▶ _What to do_
a - In the hydrogen interview, what coatings are on the aluminum tanks now used to store hydrogen?
b - Please translate this sentence from the hydrogen interview into Spanish: "Nearly one century later, we now store hydrogen in very strong, rigid aluminum tanks with plastic and carbon fiber coatings."

Josef Kallo: The main factor in that accident was the design and material of the envelope, which was made of rubber. There were also issues with the aluminum and iron oxide coating. A small static electricity discharge is thought to have started a fire that led to failure of the containment structure. The hydrogen leak and fire were therefore secondary elements, not the root cause.
Nearly one century later, we now store hydrogen in very strong, rigid aluminum tanks with plastic and carbon fiber coatings. We also have the benefit of nearly 100 years of standards development on how to store, handle and use hydrogen. In the last 30 years, we have made giant strides in the quality of the materials and supporting regulations and standards. This is confirmed by the absence of serious incidents even if hydrogen is used in a wide variety of applications and industries.
Alex Scerri: You are working closely with the European Union (EU) that appears very determined in promoting hydrogen as a fuel.
Josef Kallo: When you see the amount of renewable energy needed to fulfill the ambitious emission reduction targets for air transportation in the EU, you really need the most efficient fuel available which is hydrogen. This fuel has only one conversion step — no additional chemical conversion steps, no additional heat, no reactors, etc.

▶ _Entries provided_
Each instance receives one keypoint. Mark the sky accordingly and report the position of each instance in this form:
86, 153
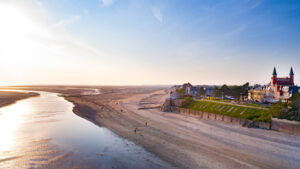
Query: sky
148, 42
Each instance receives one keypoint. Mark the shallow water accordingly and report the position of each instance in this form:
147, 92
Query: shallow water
43, 132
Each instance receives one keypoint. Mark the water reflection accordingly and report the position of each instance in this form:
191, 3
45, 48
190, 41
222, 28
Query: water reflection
43, 132
11, 118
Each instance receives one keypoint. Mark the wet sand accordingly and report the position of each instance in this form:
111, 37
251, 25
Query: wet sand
184, 141
11, 97
188, 142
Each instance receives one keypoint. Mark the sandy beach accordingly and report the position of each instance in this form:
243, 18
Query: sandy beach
11, 97
186, 142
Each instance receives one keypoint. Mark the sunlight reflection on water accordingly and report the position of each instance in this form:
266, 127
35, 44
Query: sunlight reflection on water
43, 132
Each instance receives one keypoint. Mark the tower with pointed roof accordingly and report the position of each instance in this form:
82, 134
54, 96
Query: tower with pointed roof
292, 75
280, 86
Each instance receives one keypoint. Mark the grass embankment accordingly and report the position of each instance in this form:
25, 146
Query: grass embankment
8, 97
230, 110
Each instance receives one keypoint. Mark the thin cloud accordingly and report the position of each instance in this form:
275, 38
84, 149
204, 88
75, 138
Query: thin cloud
257, 4
65, 22
157, 14
107, 2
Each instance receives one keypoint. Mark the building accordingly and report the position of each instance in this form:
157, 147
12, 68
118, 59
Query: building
279, 89
282, 88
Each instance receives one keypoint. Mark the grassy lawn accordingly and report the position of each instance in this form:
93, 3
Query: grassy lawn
230, 110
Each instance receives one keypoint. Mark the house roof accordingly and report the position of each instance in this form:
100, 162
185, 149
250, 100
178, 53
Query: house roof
274, 71
291, 72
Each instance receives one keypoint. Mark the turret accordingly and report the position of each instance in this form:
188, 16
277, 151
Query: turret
292, 75
274, 72
274, 77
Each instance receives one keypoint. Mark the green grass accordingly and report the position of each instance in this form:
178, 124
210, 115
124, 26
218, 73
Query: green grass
230, 110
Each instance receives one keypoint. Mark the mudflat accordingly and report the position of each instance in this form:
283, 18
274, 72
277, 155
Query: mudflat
184, 141
10, 97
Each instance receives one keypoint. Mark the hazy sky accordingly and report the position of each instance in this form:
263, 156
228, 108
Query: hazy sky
136, 42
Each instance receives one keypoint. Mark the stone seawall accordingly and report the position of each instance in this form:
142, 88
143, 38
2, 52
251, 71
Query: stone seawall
227, 119
287, 126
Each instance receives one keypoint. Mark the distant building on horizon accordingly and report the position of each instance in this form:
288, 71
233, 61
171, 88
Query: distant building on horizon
279, 89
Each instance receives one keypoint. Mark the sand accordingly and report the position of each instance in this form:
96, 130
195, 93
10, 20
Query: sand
186, 142
11, 97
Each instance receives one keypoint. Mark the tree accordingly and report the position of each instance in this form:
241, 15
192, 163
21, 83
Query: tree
187, 100
216, 92
294, 107
225, 90
279, 110
201, 91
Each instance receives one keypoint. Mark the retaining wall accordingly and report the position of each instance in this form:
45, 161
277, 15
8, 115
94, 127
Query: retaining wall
227, 119
287, 126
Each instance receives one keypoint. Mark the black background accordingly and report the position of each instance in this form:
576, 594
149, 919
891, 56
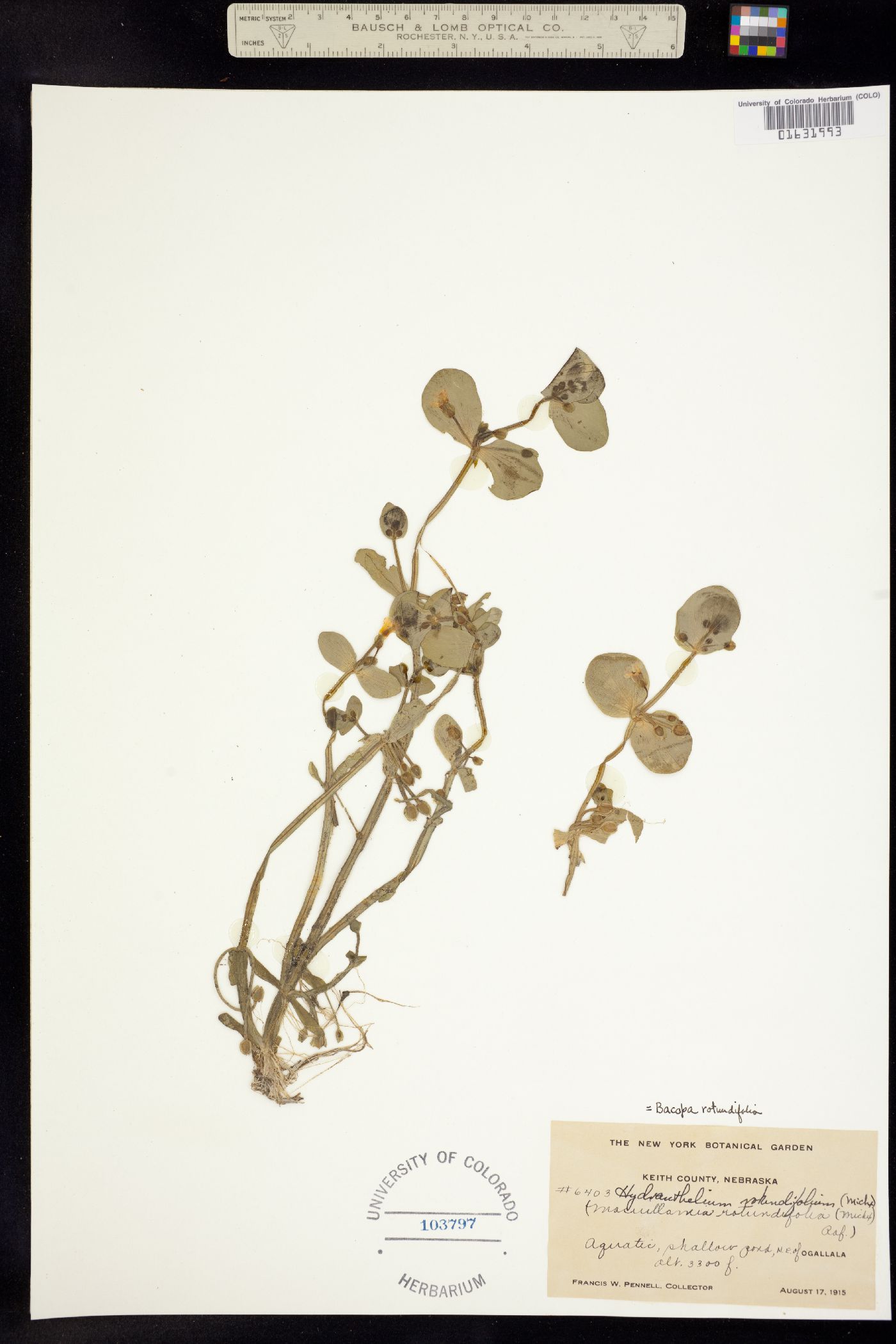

▶ _Task-by-task solutions_
a - Plastic and carbon fiber coatings.

b - Casi un siglo después, ahora almacenamos hidrógeno en tanques de aluminio muy resistentes y rígidos con recubrimientos de plástico y fibra de carbono.